EXERCISE OBJECTIVE.
Please retype the entries below exactly as they are written.
*** Opening EXTRACTED DATA ***
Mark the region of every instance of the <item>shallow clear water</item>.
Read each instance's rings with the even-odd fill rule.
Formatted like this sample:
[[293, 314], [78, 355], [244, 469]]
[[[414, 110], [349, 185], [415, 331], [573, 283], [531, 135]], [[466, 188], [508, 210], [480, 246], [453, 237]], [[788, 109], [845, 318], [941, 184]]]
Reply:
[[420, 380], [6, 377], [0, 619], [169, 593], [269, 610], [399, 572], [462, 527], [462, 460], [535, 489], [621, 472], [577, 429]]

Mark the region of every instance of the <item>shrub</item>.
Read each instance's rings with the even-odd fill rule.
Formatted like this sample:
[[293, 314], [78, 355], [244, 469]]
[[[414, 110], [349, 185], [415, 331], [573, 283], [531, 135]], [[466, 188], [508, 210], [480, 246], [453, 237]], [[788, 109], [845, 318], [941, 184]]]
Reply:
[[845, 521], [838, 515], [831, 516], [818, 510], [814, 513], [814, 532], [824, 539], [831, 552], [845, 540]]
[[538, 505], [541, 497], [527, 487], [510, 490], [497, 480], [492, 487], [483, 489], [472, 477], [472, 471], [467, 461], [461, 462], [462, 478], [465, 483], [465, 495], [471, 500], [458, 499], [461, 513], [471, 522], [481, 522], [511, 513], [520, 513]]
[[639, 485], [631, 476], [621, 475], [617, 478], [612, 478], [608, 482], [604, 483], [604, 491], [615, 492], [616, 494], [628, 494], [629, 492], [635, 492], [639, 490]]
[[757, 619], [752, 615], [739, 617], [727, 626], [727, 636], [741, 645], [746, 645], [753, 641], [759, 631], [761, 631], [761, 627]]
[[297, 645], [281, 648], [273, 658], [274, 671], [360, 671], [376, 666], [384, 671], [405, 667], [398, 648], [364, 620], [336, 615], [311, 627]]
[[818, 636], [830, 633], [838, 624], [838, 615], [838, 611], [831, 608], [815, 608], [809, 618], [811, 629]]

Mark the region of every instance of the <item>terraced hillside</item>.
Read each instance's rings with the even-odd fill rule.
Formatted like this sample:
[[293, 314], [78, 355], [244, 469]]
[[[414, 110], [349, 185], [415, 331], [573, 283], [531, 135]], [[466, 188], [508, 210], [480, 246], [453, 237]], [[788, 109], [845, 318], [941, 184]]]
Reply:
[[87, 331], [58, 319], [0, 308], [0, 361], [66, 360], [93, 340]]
*** Closing EXTRACTED DATA ***
ANSWER FOR THIS EXERCISE.
Mark the region of every instance of the <item>shallow clear water</item>.
Read each instance's rings with the even-odd fill rule.
Formatted like this sample:
[[293, 314], [78, 355], [244, 469]]
[[[414, 110], [349, 185], [415, 331], [573, 283], [531, 135]], [[466, 188], [508, 210], [480, 246], [453, 237]], [[788, 109], [845, 318], [941, 184]]]
Reply:
[[420, 380], [6, 377], [0, 619], [169, 593], [269, 610], [399, 572], [462, 527], [462, 460], [535, 489], [621, 472], [577, 429]]

Mark the region of every instance of the <item>shrub</item>.
Read each instance's rings with the even-odd fill rule.
Formatted like this sample:
[[293, 314], [78, 355], [244, 469]]
[[[414, 110], [349, 185], [415, 331], [573, 283], [531, 135]], [[466, 188], [508, 210], [480, 246], [453, 237]], [[788, 109], [845, 318], [941, 184]]]
Reply:
[[845, 521], [838, 515], [831, 516], [818, 510], [814, 513], [814, 532], [824, 539], [831, 552], [845, 540]]
[[538, 505], [541, 497], [527, 487], [510, 490], [497, 480], [492, 487], [483, 489], [472, 477], [472, 471], [467, 461], [461, 462], [462, 478], [465, 483], [465, 495], [471, 500], [458, 499], [461, 513], [471, 522], [481, 522], [511, 513], [520, 513]]
[[639, 485], [631, 476], [621, 475], [617, 478], [612, 478], [608, 482], [604, 483], [604, 491], [615, 492], [616, 494], [628, 494], [629, 492], [635, 492], [639, 490]]
[[757, 619], [752, 615], [739, 617], [727, 626], [727, 636], [741, 645], [746, 645], [753, 641], [759, 631], [761, 631], [761, 627]]
[[297, 645], [281, 648], [273, 658], [274, 671], [360, 671], [376, 666], [384, 671], [405, 667], [398, 648], [364, 620], [336, 615], [311, 627]]
[[818, 636], [830, 633], [838, 624], [838, 615], [838, 611], [831, 608], [815, 608], [809, 618], [811, 629]]

Mark the region of every instance of the <item>terraced hillside</item>.
Read each instance's rings with the even-odd fill rule.
Formatted like this sample:
[[293, 314], [78, 355], [244, 469]]
[[[414, 110], [349, 185], [415, 331], [573, 283], [531, 135]], [[466, 188], [508, 210], [480, 246], [453, 237]], [[788, 109], [845, 318], [941, 184]]]
Reply:
[[87, 331], [58, 319], [0, 308], [0, 361], [66, 360], [93, 340]]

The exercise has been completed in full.